Devuelve, copiada completa, cada línea del listado que aparece a continuación que contenga la palabra "tree". Las mayúsculas y las minúsculas cuentan como distintas.

Datos de origen
╭──
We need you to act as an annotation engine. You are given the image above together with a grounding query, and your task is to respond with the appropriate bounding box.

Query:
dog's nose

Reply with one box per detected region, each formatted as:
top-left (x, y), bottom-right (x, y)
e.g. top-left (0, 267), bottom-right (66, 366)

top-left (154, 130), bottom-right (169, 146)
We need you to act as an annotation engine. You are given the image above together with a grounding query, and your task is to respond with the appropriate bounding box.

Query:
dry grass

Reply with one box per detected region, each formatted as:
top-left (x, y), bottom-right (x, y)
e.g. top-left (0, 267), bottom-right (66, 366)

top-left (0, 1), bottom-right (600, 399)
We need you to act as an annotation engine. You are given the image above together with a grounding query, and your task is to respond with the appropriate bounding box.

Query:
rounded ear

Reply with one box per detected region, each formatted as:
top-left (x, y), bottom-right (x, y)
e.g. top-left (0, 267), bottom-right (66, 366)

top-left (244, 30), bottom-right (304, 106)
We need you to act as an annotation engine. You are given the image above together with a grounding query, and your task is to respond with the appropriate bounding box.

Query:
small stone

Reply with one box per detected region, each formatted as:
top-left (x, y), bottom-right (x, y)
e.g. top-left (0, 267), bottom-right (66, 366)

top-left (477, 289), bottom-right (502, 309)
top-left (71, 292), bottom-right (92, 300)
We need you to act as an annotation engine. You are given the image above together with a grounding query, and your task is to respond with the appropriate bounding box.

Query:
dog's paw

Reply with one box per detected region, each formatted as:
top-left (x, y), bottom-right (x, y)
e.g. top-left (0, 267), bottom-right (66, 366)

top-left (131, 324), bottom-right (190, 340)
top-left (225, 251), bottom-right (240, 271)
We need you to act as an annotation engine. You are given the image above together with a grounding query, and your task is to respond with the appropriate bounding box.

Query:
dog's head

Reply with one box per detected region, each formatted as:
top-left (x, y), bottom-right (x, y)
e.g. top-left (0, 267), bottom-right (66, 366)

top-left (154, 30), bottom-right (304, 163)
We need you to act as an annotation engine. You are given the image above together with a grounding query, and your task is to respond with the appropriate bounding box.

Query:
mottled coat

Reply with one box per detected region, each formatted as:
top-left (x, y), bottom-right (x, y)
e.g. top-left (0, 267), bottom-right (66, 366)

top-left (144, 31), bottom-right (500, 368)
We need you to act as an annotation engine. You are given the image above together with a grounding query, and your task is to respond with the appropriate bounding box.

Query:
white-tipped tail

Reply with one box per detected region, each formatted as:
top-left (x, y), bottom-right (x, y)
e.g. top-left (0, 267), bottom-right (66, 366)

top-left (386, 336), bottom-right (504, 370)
╰──
╭──
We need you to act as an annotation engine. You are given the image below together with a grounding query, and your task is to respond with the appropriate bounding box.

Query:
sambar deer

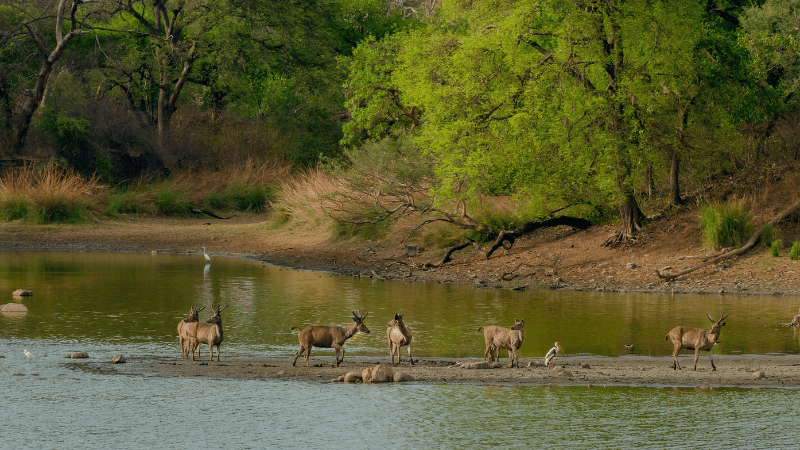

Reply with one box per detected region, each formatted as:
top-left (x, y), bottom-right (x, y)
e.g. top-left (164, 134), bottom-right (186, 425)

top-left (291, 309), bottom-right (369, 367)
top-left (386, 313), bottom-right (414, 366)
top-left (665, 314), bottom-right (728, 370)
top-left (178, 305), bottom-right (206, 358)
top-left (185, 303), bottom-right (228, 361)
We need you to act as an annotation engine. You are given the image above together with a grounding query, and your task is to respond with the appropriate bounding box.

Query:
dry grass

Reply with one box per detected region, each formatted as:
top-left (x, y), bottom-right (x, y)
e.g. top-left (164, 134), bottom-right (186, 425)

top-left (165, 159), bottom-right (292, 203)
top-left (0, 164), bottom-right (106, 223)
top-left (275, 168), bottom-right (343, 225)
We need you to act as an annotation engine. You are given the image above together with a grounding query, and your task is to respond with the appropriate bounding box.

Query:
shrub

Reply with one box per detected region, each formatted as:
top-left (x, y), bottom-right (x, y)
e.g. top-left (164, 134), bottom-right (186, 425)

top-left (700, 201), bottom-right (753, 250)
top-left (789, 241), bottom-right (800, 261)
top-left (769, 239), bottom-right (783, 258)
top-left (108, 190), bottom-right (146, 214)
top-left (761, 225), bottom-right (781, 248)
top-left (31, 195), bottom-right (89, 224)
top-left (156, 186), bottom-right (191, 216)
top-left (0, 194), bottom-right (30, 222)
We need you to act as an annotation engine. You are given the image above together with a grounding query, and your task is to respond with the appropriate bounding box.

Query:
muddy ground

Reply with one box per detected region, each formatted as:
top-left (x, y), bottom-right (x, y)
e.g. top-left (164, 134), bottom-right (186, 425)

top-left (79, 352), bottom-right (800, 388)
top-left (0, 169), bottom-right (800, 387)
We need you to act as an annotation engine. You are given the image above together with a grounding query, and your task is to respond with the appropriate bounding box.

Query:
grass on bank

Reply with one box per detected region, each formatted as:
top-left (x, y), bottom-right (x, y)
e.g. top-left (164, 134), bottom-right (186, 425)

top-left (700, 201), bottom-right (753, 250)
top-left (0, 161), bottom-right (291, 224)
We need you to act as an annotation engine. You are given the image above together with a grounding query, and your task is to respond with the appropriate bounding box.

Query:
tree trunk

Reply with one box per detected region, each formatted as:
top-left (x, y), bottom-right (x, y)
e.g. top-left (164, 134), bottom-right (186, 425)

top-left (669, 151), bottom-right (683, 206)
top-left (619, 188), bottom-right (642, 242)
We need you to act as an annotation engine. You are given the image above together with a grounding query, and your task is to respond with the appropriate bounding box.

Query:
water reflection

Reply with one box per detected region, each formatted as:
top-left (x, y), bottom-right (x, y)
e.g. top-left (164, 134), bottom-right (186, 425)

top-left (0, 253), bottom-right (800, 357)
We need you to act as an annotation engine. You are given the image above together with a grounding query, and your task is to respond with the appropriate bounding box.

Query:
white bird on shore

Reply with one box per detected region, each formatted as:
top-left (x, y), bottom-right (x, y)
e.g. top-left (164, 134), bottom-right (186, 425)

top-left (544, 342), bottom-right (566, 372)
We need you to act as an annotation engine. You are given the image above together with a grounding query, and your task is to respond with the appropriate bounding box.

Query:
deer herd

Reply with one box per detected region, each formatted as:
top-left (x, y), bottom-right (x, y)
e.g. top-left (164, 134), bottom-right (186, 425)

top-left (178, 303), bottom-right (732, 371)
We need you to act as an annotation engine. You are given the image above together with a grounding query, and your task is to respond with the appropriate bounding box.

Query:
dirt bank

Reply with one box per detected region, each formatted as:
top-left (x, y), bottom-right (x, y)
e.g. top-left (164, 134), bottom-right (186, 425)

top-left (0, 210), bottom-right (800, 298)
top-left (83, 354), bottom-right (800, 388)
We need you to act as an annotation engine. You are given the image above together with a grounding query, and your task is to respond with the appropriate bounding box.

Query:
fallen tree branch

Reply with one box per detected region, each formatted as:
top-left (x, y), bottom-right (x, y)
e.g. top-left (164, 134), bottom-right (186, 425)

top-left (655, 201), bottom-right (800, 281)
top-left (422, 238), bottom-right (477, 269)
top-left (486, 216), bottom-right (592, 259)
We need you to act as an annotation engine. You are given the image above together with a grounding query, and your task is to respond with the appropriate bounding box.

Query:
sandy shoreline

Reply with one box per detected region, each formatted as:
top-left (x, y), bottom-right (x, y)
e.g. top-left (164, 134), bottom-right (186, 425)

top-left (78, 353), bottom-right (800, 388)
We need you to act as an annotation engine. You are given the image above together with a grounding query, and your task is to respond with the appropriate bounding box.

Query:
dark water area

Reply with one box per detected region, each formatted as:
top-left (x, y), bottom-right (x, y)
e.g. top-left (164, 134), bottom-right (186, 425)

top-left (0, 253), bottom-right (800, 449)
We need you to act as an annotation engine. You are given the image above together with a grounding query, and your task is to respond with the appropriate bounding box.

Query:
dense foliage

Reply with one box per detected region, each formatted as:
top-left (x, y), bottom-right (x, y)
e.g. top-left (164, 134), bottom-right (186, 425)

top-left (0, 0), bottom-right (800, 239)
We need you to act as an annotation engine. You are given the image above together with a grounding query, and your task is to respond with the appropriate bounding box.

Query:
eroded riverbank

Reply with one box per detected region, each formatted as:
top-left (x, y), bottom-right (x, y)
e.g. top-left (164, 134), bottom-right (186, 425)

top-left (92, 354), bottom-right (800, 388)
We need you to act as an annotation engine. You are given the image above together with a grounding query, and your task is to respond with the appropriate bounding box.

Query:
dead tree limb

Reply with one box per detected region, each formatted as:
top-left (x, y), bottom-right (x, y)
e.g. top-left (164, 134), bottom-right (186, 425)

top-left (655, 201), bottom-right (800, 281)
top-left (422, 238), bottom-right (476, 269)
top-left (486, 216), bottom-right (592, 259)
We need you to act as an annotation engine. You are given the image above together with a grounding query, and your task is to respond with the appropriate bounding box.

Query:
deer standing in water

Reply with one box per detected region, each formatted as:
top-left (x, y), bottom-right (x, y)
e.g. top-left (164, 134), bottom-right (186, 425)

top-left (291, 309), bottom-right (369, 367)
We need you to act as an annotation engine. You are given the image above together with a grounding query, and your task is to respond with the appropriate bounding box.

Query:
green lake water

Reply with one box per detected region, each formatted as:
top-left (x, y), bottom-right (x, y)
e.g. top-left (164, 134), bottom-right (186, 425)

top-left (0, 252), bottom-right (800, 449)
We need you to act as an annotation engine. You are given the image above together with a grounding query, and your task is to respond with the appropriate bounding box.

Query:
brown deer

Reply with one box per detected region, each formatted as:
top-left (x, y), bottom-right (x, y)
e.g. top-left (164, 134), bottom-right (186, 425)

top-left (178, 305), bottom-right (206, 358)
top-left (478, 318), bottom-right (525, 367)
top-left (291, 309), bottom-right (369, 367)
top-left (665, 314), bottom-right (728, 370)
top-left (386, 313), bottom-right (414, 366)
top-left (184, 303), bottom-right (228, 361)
╰──
╭──
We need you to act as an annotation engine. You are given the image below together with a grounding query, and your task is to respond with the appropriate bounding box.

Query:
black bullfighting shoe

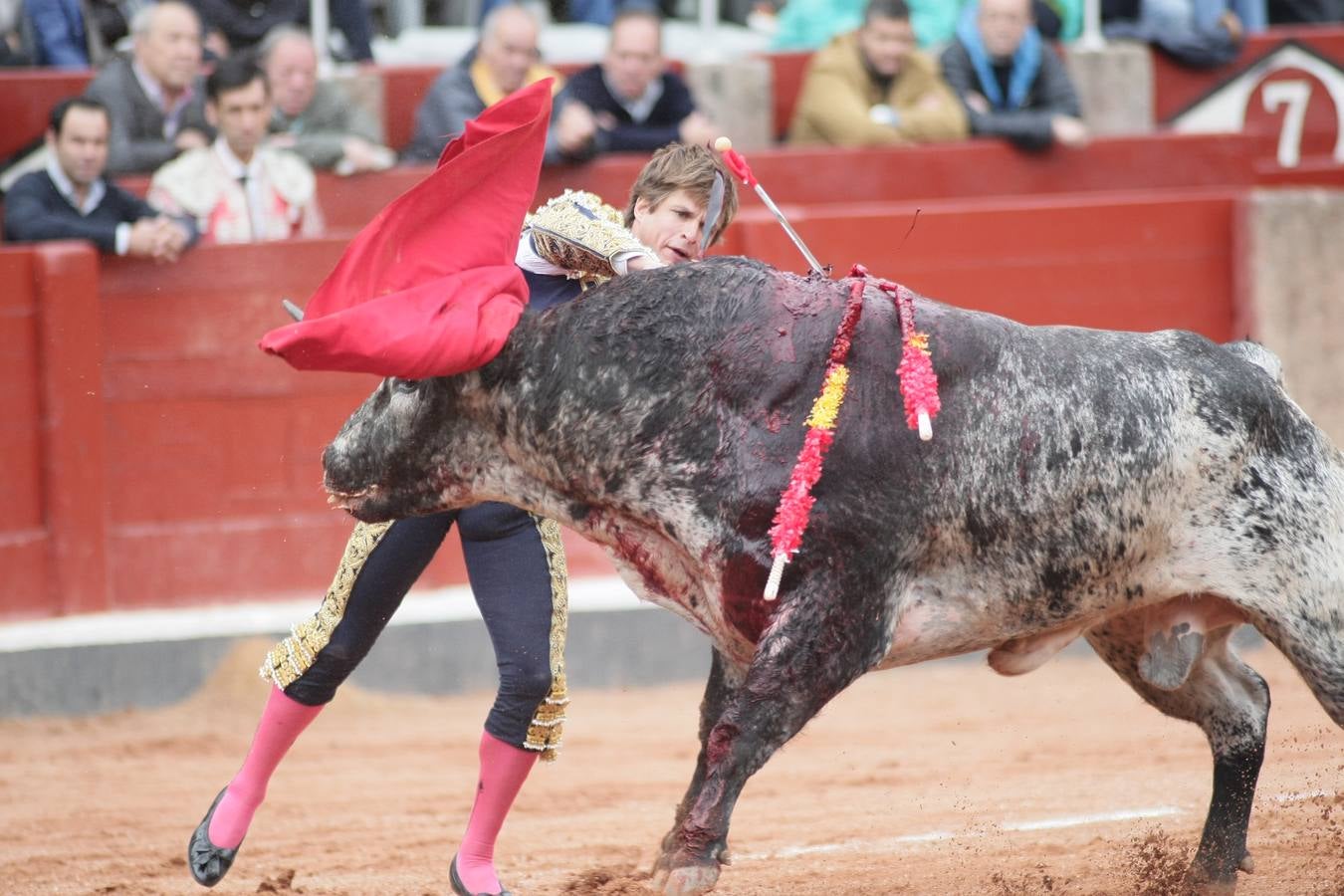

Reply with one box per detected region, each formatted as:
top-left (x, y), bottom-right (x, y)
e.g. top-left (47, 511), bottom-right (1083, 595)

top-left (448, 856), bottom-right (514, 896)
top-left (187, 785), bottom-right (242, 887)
╰──
> Respuesta
tree trunk
fallen tree branch
dead tree limb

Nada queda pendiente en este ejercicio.